§ Reading text:
****
Very much agree. I think Stripe is demonstrating responsible behavior here, and the best way to further encourage that is to show that people actually care what they do and will raise alarms when they overstep, even inadvertently.
If only PayPal were as accessible and responsive as stripe. There is a serious regression in their API right now : it is so bad and obvious it shouldn't of even made it past their internal testing stage. Been there for 2 weeks now. You think I can get anyones attention at paypal? They don't even seem to have a decent issue ticketing system to track it.
In fairness, Stripe also kind of brushed this off until it got more attention.
There are StackOverflow posts going back to 2017[0] and Github issues with direct acknowledgement from Stripe employees with no solution offered.[1]
I even reached out to Stripe support before publishing my first post, and they told me that the collection behavior was by design and in my users' best interest.[2]
I've been very impressed by Stripe's response here, but it's demonstrably not the same response they deliver to customers who go through normal support channels.
I’m sure I’ll get downvoted but why should it be? Stripe has thousands of items in the backlog across many areas, and in a larger company there’s prioritization at many different levels.
I’m happy that they addressed this but I often see on HN that folks expect that an email to support staff gets the same level of support/awareness as a highly viewed post on HN does.
As a Stripe customer, there are several things that I’d love to see improved or modified but I don’t expect all, if any, of them to make it into the roadmap immediately as they’re trying to scale & fix really big issues that have already been identified.
Do I wish it was possible for businesses to address every single customer/consumer complaint? Of course, but that’s not the reality we live in.
Also - I’m not letting any company off the hook with this statement, there’s plenty of companies out there that intentionally neglect glaring issues because they don’t want to deal with the noise that comes along with it but Stripe hasn’t really even been one of those companies.
Sometimes it is the best company policy to ignore items until they go away, and to deal with the ones that rise to the top naturally.
****
§ Supplied information:
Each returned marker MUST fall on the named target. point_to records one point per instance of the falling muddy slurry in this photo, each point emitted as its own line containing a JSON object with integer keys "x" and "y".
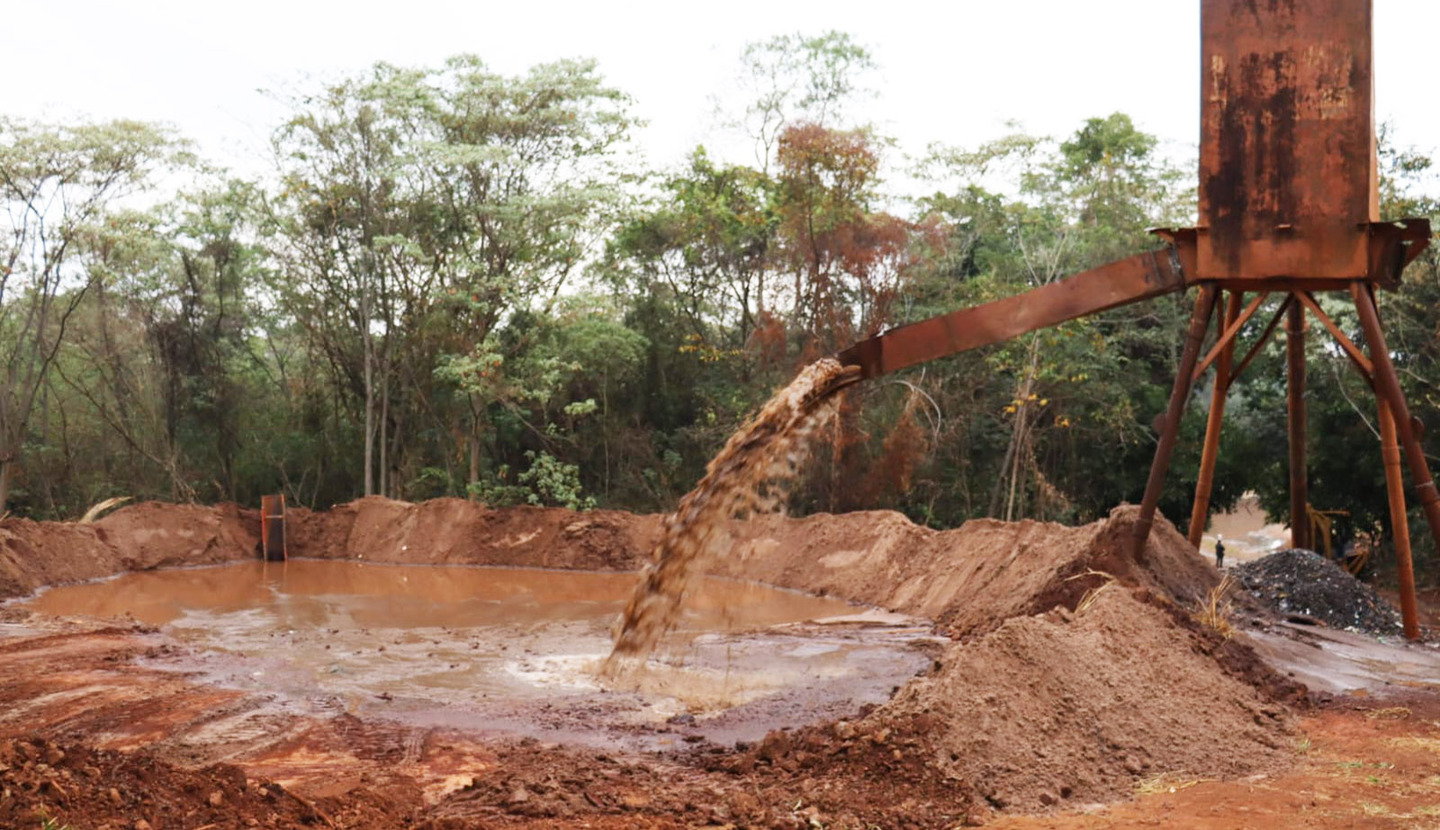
{"x": 506, "y": 650}
{"x": 748, "y": 476}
****
§ Stated task: Continue the comment thread about Stripe's responsiveness to user complaints, starting after its last sentence.

§ Written response:
>I’m sure I’ll get downvoted but why should it be? Stripe has thousands of items in the backlog across many areas, and in a larger company there’s prioritization at many different levels.
>I’m happy that they addressed this but I often see on HN that folks expect that an email to support staff gets the same level of support/awareness as a highly viewed post on HN does.
I agree that Stripe of course can't give the same time and attention to every support request that they give to issues that bubble to the top of HN. The parent commenter was saying that PayPal didn't escalate as well as Stripe, and I was pointing out that Stripe didn't prioritize this either until it got attention.
But one point I'd like to add is that not all issues are equal. If there's an issue like an account takeover vulnerability, I think most people would agree that something is seriously wrong if a company only gives it top priority when it receives publicity. And then there are minor issues like "why don't you support dark mode?" I think it's fine if dark mode got regular priority and then got bumped up when there was a massive outcry where thousands of users said they were desperate for dark mode.
When people criticize a company for only addressing an issue when it reaches the front page of HN, the argument is that the company's internal process for prioritizing the issue failed. But this criticism is always going to be subjective because everyone has their own particular priorities of what should be fixed and at what priority. It's also limited in that commenters have no insight into the competing priorities within the company.
I think it is appropriate to criticize a company for failing to give issues proper priority until they get more attention, but I think you're right that we should be doing it with an appropriate degree of humility, recognizing that prioritization is subjective and we don't have all the information.
"We do not use, share, rent or sell the Personal Data of our Users’ Customers for interest-based advertising. "
Better version would be all advertising instead of interest-based advertising Also "personal" data excludes lots of data. Personal data just means data that is attached an identified person. Lot of ad targeting is at an anonymous ID, they don't really know the person.
This is not how any of this works. You don't write a privacy policy listing all the things you don't do; you write it listing and justifying the things that you do.
They literally wrote what they won't do. They were just very specific with it, which suggests they may use, share, rent and sell the personal data for non-interest-based advertising, e.g. demographic-based advertising and want to keep the option on the table.
I understood from the start that this data was for fraud protection. At the time of my initial article, Stripe had not clearly disclosed the extent of their tracking nor stated any limitations on how they would use the data. I tried hard to avoid accusing Stripe of nefarious behavior, so if there are specific sections in my post that failed to do this, please let me know.
Regardless of Stripe's intentions, I believe there needs to be clear agreement about what data Stripe collects and what limits they'll observe in using that data. If we blindly allow Stripe to collect whatever data their JS library has access to as long as their intentions are good, we put ourselves at risk if that data falls into the wrong hands.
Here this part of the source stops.